■ **Extracted records**
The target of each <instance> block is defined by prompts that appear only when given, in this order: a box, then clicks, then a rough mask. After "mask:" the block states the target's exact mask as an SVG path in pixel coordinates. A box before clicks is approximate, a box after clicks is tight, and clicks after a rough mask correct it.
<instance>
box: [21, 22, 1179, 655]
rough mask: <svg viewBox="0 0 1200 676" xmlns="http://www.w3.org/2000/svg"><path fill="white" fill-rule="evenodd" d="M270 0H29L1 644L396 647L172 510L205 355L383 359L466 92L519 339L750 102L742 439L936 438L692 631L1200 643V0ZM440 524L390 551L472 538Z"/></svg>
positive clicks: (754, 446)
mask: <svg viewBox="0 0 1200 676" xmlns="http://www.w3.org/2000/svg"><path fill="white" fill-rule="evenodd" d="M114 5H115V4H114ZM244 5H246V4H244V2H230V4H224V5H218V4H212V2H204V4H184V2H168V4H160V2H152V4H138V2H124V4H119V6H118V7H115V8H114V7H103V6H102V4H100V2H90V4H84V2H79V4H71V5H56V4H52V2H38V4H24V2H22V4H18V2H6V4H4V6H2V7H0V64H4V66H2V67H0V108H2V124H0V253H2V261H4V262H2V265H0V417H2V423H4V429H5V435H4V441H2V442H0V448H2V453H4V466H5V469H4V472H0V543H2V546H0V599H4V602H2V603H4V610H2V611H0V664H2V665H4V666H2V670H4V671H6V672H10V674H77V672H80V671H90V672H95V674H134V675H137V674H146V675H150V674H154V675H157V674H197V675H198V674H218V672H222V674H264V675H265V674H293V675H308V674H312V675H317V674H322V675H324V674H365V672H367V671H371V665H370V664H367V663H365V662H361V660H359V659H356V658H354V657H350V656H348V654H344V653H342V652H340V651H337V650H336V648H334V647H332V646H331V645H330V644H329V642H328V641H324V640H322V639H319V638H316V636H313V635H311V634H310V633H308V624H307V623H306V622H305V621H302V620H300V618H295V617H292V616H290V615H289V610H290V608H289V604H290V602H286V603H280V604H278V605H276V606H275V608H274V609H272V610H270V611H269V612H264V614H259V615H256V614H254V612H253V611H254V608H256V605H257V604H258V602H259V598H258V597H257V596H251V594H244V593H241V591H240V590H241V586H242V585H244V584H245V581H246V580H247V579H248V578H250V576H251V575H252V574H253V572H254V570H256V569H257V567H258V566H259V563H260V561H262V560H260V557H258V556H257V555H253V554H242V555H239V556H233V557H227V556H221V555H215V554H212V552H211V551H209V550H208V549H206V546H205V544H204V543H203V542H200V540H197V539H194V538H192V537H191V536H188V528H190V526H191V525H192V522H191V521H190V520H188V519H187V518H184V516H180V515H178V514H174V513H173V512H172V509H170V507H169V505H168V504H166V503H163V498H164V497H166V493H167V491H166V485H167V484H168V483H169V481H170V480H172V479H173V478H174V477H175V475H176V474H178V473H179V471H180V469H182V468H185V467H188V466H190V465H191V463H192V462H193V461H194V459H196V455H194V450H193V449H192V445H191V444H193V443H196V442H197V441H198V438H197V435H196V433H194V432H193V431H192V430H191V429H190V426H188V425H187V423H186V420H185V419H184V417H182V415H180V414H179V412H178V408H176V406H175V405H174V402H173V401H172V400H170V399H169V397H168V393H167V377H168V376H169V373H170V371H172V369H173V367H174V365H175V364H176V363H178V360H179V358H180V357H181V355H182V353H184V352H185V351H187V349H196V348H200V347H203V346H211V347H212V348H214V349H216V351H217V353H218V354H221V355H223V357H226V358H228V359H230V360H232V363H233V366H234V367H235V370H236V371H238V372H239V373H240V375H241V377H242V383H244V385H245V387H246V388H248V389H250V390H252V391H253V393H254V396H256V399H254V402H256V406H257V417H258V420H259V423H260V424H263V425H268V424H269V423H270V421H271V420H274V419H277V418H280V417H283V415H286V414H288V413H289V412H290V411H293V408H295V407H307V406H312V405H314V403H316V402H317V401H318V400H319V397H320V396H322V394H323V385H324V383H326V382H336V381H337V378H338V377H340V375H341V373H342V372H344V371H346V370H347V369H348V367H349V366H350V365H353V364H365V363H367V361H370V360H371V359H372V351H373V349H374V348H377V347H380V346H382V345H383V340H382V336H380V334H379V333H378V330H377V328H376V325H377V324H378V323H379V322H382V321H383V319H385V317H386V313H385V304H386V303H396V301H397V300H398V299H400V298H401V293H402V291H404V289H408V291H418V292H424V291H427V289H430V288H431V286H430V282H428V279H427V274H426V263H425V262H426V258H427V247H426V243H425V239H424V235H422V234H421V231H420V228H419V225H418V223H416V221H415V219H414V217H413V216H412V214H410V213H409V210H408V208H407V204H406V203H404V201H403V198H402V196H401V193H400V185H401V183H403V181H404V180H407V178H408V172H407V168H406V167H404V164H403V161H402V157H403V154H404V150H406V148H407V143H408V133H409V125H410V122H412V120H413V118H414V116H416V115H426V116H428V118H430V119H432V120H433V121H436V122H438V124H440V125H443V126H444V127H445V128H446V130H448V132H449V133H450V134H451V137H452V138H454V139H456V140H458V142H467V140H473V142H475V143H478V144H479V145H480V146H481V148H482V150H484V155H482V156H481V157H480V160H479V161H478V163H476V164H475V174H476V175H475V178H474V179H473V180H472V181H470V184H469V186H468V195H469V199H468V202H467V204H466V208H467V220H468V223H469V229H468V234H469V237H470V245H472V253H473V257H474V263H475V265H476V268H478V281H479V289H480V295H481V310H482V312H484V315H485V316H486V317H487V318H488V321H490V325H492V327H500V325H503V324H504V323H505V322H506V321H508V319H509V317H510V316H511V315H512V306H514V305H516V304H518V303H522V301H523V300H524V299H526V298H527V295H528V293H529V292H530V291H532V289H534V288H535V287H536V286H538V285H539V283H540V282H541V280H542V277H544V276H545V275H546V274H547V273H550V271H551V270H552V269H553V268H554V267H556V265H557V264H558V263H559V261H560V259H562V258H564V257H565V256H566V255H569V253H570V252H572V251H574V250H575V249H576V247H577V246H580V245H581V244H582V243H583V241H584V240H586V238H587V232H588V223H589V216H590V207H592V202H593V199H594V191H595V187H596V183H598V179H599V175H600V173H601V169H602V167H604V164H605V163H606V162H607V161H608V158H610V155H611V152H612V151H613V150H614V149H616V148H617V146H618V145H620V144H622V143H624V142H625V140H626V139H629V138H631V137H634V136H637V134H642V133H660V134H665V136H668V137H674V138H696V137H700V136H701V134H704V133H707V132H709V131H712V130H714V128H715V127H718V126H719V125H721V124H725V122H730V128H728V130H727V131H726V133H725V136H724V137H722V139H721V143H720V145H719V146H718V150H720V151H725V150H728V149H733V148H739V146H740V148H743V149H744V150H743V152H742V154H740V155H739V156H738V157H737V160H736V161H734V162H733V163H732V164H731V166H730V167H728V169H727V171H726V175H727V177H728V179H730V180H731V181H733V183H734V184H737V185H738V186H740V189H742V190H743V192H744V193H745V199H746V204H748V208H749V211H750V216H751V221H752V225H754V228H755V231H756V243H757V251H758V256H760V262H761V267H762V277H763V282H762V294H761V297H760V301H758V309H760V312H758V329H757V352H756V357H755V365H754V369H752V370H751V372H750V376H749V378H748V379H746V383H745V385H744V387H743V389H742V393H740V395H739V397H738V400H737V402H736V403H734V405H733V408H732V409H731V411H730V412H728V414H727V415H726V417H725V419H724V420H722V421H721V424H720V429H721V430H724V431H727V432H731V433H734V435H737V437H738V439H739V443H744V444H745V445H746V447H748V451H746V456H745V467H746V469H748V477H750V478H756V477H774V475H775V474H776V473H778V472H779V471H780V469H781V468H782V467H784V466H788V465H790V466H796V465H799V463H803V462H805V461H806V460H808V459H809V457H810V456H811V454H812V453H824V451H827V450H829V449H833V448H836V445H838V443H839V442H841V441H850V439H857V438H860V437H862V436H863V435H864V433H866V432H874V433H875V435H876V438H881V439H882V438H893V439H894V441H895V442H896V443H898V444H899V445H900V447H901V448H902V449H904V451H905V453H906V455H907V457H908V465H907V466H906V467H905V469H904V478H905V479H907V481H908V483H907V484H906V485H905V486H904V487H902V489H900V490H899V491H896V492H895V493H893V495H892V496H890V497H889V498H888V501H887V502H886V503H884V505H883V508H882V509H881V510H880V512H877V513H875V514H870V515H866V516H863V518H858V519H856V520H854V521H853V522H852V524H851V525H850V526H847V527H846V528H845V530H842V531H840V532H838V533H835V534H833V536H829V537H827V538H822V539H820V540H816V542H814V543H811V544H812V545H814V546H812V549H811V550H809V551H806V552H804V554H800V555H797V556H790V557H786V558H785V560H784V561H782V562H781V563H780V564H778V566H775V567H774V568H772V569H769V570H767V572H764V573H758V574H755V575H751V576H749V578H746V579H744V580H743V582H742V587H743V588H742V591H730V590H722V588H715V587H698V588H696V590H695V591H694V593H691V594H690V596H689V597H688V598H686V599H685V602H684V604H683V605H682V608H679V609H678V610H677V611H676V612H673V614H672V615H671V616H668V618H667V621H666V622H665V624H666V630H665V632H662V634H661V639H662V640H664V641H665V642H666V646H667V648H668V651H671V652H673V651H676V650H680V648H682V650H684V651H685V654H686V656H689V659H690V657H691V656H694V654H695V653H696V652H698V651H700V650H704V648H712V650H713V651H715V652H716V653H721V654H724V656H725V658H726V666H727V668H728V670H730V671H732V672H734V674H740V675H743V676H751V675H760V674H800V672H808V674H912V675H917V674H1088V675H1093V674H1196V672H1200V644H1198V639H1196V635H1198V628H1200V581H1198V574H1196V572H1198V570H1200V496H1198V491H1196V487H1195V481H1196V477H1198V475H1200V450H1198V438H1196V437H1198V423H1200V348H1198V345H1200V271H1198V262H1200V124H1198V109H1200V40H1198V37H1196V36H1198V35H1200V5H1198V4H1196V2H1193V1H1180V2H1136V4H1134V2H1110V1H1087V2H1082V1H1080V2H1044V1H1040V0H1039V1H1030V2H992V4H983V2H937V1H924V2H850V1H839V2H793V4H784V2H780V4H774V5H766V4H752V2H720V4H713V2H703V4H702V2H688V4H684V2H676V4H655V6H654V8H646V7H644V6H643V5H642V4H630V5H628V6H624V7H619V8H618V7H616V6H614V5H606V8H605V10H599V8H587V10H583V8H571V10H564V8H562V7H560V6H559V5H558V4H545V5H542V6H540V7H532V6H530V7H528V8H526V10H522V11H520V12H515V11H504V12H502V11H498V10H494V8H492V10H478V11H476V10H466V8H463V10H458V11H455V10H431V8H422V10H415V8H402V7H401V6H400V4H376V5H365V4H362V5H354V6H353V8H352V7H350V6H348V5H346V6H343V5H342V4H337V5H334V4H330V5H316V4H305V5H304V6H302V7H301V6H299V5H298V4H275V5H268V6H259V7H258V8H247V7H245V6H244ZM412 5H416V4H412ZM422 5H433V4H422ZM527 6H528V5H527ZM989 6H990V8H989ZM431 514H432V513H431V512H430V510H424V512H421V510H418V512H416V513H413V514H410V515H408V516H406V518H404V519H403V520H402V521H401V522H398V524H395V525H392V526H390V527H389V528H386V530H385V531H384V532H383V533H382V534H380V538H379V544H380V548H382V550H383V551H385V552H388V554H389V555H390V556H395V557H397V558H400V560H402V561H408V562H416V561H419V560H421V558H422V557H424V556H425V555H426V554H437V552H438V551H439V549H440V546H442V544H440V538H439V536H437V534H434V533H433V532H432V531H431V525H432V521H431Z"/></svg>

■ **Instructions for the task**
With the first line of the records as the start and the line holding "rough mask: <svg" as the end, please copy exactly those lines and no others.

■ **Solution to this task**
The target of each <instance> block is defined by prompts that appear only when given, in this order: a box, then clicks, then a rough mask. After "mask:" the block states the target's exact mask as an SVG path in pixel coordinates. A box before clicks is approximate, a box after clicks is tight, and clicks after a rough mask correct it.
<instance>
box: [21, 22, 1179, 655]
rough mask: <svg viewBox="0 0 1200 676" xmlns="http://www.w3.org/2000/svg"><path fill="white" fill-rule="evenodd" d="M270 0H29L1 644L396 647L172 510L205 355L383 359L466 92L519 339L750 102L742 439L936 438L692 631L1200 643V0ZM440 524L390 551L472 538Z"/></svg>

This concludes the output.